§ Dataset extract
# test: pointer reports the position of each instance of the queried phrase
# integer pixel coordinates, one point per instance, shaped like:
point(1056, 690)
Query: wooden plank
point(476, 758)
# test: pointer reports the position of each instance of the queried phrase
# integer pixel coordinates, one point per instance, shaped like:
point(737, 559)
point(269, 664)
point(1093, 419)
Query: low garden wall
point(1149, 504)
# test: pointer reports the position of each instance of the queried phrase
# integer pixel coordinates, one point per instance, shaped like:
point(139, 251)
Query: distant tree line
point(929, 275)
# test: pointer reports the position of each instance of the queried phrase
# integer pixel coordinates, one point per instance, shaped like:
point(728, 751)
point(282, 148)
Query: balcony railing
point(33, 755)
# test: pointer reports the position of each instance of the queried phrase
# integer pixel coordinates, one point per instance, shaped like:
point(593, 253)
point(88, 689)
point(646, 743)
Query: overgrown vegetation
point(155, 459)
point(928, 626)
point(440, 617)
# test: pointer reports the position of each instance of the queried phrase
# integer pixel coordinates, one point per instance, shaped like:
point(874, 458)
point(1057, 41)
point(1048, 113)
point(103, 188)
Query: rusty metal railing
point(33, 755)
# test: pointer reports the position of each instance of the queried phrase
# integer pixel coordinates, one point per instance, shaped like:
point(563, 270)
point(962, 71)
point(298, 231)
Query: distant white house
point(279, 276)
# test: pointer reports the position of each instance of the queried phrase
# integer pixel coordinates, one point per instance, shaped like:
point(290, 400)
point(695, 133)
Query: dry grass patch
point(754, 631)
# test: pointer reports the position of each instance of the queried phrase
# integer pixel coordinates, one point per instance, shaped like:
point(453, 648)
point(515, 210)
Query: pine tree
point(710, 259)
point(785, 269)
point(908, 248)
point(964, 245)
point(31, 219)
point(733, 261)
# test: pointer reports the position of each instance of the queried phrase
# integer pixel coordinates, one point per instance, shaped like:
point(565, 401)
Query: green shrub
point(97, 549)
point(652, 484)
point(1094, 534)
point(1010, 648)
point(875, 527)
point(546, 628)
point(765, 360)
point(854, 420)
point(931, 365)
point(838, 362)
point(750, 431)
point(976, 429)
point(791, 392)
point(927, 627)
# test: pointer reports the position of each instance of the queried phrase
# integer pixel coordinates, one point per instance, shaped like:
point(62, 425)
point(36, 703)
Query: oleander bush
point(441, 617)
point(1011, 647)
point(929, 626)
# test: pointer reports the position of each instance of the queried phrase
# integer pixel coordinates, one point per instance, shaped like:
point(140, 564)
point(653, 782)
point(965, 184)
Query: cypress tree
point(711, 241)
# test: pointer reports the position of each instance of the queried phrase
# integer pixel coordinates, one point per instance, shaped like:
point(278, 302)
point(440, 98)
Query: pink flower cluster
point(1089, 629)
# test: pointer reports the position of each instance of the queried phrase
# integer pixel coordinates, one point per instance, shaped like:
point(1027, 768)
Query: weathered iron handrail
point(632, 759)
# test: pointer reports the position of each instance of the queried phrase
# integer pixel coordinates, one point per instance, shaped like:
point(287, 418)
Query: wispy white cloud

§ To do
Reproduce every line of the records above, first to last, with no character changed.

§ Written solution
# test: pointer reports the position of each instance of the queried phrase
# integer pixel coordinates, one point per instance, shaped like:
point(1056, 690)
Query: wooden plank
point(476, 758)
# test: pointer reports the position of each instance of the queried phrase
# integer pixel coordinates, one point per instance, shaped like:
point(737, 559)
point(269, 664)
point(1093, 419)
Query: low garden wall
point(1149, 504)
# test: pointer reports the position of each instance of the queried phrase
# integer pixel coordinates, one point per instance, shaped like:
point(139, 251)
Query: distant tree line
point(929, 275)
# test: pointer reports the position of each instance of the queried phrase
# integer pixel coordinates, one point per instance, shaped like:
point(728, 751)
point(282, 148)
Query: balcony railing
point(33, 755)
# test: pointer reports the position of each instance of the queried phrase
# integer pixel coordinates, one point per instance, shaped like:
point(593, 253)
point(88, 689)
point(646, 743)
Query: overgrown vegetation
point(155, 459)
point(928, 626)
point(440, 617)
# test: pointer reports the position of each instance of the queried phrase
# integer pixel coordinates, one point per instance, shaped like:
point(874, 458)
point(1057, 41)
point(1048, 113)
point(103, 188)
Query: rusty metal railing
point(33, 755)
# test: pointer reports the position of each instance of the queried phrase
# integer pixel coordinates, one point per instance, shaped like:
point(563, 270)
point(962, 71)
point(298, 231)
Query: distant white house
point(279, 276)
# test: pointer reports the position of each instance of the queried phrase
# integer pixel coordinates, one point per instance, shaped like:
point(290, 400)
point(695, 133)
Query: dry grass patch
point(754, 631)
# test: pointer reports the position of each instance of the queried phrase
# integer pixel coordinates, one point per instance, shaped like:
point(453, 648)
point(515, 210)
Query: pine tree
point(710, 259)
point(785, 269)
point(908, 248)
point(964, 245)
point(31, 219)
point(733, 261)
# test: pointer reports the position of each instance of the queried phrase
# integer pixel coordinates, one point per instance, shaped like:
point(565, 401)
Query: green shrub
point(97, 549)
point(652, 484)
point(1094, 534)
point(1010, 648)
point(875, 527)
point(546, 628)
point(765, 360)
point(854, 420)
point(931, 365)
point(838, 362)
point(750, 431)
point(976, 429)
point(791, 392)
point(927, 627)
# test: pointer reports the position of each instance of the queried phrase
# integer pixel coordinates, one point per instance, shaped like:
point(62, 425)
point(36, 703)
Query: oleander bush
point(441, 617)
point(1011, 647)
point(929, 626)
# test: pointer reports the position of each instance of the queried phrase
# integer pixel coordinates, one point per instance, shaped like:
point(140, 564)
point(653, 782)
point(965, 184)
Query: cypress tree
point(711, 241)
# test: pointer reports the position of each instance of the queried phrase
# integer pixel coordinates, one point per instance, shaped like:
point(278, 302)
point(440, 98)
Query: pink flower cluster
point(1089, 629)
# test: pointer reports the position of each instance of the queried phrase
# integer pixel coordinates, one point per instance, shaped like:
point(1027, 768)
Query: weathered iron handrail
point(632, 759)
# test: pointer reports the position of each instance of the queried phrase
# integer pixel coordinates, one point per instance, shaped like:
point(287, 418)
Query: wispy white cloud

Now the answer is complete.